## Exercise instructions
Please reproduce, word for word, the whole passage below about long takes in film and Hollywood's turn to computer-generated spectacle.
-------- Article
This goes beyond content and more so applies to form. Gradually, summer studio blockbusters have shifted away from any relationship with real environments in favor for the weightless, if 3D, surfaces of computer generated animation. The trickery of the camera eye lying 24 times a second has become technological wizardry. By contrast, Linklater’s film is abundant with seemingly endless takes, the camera following its subjects for over 10 minutes in one case. It’s a technique that not only sutures anxiety into the story, the viewer’s cinematic unconscious thirsty for a cut so as to blink or breathe, just as these characters are stuck with their emotions and sometimes ill-chosen words that alter existence from one second to the next, but it also seems in line with a longing so specific to the visual and aural medium of film, where time is luck, time is precious, and the filmmaker desperately clings to passing moments, refusing to let the physics go. By contrast, the ultra-sensory filmmaking of Man of Steel or Iron Man 3 or even a drama like The Great Gatsby, whether they are good films or mediocre, have let the ramifications of space and time go. Hollywood has embraced the unbearable lightness of the new. Its spectacle sells itself and is the cinema’s way of competing with television and video games, which continue to boom as the private living room with its ready-made subscription services replaces the public sanctuary of the theater.
----------------
-------- Extracted data
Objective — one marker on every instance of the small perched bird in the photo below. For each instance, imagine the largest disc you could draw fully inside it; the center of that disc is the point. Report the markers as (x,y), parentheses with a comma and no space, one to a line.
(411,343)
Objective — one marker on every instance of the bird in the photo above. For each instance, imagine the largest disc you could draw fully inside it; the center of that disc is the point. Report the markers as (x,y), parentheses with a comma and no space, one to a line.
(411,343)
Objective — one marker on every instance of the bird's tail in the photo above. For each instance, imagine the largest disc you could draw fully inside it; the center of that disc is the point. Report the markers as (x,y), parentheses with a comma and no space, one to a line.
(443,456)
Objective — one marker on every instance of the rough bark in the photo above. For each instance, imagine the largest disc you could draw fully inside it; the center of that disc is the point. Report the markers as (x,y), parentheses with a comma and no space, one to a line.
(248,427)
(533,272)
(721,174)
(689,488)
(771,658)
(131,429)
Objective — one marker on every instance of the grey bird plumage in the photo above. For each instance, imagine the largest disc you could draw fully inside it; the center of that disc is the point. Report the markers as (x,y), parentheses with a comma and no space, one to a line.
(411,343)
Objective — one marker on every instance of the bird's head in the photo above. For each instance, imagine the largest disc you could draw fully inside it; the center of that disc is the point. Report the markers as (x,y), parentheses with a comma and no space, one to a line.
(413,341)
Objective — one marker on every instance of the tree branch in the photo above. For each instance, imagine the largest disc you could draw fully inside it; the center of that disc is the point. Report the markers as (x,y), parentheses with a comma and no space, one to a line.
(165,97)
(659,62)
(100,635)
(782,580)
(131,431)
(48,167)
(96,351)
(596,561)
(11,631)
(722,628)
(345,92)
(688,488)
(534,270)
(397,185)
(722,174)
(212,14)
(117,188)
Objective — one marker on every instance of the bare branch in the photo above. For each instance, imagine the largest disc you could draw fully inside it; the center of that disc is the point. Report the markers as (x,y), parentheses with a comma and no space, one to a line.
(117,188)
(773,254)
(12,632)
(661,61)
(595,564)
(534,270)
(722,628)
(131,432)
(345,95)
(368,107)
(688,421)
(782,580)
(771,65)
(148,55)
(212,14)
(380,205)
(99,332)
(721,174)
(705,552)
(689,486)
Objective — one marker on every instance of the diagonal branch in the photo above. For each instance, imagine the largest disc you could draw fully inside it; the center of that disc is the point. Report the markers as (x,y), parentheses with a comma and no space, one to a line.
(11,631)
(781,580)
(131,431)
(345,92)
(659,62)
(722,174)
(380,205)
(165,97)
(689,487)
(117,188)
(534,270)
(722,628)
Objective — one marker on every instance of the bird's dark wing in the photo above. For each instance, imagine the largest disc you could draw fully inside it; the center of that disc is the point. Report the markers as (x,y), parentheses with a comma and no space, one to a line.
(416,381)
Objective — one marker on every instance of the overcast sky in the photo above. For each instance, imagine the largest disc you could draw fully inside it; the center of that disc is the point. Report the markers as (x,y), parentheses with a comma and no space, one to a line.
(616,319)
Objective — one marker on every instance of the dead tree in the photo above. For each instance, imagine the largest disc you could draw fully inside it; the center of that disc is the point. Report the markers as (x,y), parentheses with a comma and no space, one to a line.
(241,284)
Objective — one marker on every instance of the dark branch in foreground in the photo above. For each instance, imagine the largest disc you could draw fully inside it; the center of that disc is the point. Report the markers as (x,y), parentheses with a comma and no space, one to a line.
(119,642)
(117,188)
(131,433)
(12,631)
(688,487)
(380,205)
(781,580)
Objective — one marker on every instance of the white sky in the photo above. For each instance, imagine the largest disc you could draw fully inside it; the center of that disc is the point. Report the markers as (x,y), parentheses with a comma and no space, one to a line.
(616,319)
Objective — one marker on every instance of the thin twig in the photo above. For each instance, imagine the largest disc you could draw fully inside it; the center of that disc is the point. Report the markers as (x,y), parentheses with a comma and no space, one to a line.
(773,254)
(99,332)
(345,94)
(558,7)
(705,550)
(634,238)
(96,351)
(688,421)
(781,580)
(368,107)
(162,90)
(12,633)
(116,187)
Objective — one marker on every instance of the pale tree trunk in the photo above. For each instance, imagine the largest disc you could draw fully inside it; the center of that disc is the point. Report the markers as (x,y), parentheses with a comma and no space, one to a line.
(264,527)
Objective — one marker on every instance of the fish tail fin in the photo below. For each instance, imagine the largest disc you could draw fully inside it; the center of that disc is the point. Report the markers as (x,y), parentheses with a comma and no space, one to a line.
----------------
## Output for this task
This goes beyond content and more so applies to form. Gradually, summer studio blockbusters have shifted away from any relationship with real environments in favor for the weightless, if 3D, surfaces of computer generated animation. The trickery of the camera eye lying 24 times a second has become technological wizardry. By contrast, Linklater’s film is abundant with seemingly endless takes, the camera following its subjects for over 10 minutes in one case. It’s a technique that not only sutures anxiety into the story, the viewer’s cinematic unconscious thirsty for a cut so as to blink or breathe, just as these characters are stuck with their emotions and sometimes ill-chosen words that alter existence from one second to the next, but it also seems in line with a longing so specific to the visual and aural medium of film, where time is luck, time is precious, and the filmmaker desperately clings to passing moments, refusing to let the physics go. By contrast, the ultra-sensory filmmaking of Man of Steel or Iron Man 3 or even a drama like The Great Gatsby, whether they are good films or mediocre, have let the ramifications of space and time go. Hollywood has embraced the unbearable lightness of the new. Its spectacle sells itself and is the cinema’s way of competing with television and video games, which continue to boom as the private living room with its ready-made subscription services replaces the public sanctuary of the theater.